Records for the exercise ::
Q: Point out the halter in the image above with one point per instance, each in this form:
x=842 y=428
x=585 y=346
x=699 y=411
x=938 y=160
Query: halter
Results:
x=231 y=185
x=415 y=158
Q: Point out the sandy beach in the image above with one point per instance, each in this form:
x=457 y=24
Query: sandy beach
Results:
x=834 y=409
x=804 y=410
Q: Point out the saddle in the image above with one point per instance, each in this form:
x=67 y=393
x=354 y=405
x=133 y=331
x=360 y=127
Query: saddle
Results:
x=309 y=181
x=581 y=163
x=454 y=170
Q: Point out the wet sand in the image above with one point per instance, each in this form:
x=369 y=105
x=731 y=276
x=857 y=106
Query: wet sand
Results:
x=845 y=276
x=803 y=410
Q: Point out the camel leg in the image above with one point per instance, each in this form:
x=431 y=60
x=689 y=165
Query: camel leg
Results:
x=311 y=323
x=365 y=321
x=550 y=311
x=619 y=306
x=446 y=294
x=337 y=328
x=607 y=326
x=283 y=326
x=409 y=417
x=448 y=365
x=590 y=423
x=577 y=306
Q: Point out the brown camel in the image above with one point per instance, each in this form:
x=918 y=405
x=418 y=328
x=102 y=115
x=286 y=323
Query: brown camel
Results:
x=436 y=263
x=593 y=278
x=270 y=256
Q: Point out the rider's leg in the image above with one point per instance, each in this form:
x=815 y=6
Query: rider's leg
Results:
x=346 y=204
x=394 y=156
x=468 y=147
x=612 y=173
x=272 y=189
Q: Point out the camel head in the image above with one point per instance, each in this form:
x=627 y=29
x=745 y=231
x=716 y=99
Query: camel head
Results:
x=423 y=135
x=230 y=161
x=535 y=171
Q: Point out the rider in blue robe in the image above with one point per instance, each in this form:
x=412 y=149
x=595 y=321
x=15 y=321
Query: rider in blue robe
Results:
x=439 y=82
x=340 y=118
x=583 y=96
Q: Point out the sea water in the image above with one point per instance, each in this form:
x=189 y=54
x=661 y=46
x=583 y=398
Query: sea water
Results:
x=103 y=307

Problem to work on :: Give back each record, exactly as it reads.

Expected answer ::
Q: Point out the halter in the image above with one point per instance, each in this form:
x=842 y=428
x=585 y=346
x=699 y=411
x=938 y=160
Query: halter
Results:
x=231 y=185
x=415 y=158
Q: Point out the sandy beach in the image above with one point per instance, each in this form:
x=457 y=24
Query: sandy beach
Results:
x=834 y=409
x=804 y=410
Q: Point out the saddle in the image above with one point per instance, each in this form:
x=67 y=393
x=354 y=405
x=133 y=331
x=360 y=127
Query: saddle
Results:
x=309 y=181
x=581 y=163
x=454 y=170
Q: Point out the wet sand in the image above with one point per instance, each in this form:
x=369 y=105
x=731 y=276
x=857 y=106
Query: wet sand
Results:
x=845 y=276
x=803 y=410
Q: Point out the camel leg in the image above with one point per instance, each in this form:
x=431 y=60
x=689 y=165
Query: camel leg
Results:
x=311 y=323
x=365 y=321
x=550 y=311
x=619 y=306
x=446 y=294
x=337 y=328
x=607 y=326
x=283 y=326
x=409 y=417
x=448 y=365
x=590 y=423
x=577 y=306
Q: Point out the brown camel in the image above with one point per instance, each in this form:
x=918 y=405
x=418 y=328
x=102 y=115
x=286 y=323
Query: brown camel
Results:
x=436 y=263
x=593 y=278
x=270 y=256
Q: Point out the rider's leg in the image above with one point per instance, each in this form:
x=815 y=6
Query: rider's leg
Results:
x=346 y=204
x=394 y=156
x=468 y=147
x=612 y=173
x=272 y=189
Q: Point out the camel head in the image above with one point per instance, each in this form:
x=627 y=29
x=745 y=231
x=716 y=99
Query: camel head
Results:
x=423 y=135
x=230 y=161
x=535 y=171
Q: Point out the rider in blue robe in the image above with one point per instance, each in this form:
x=412 y=149
x=595 y=321
x=15 y=321
Query: rider in blue robe
Results:
x=439 y=82
x=340 y=118
x=583 y=96
Q: Point out the sea water in the image above with one point per instance, each in this form:
x=189 y=54
x=661 y=46
x=583 y=398
Query: sea water
Results:
x=103 y=307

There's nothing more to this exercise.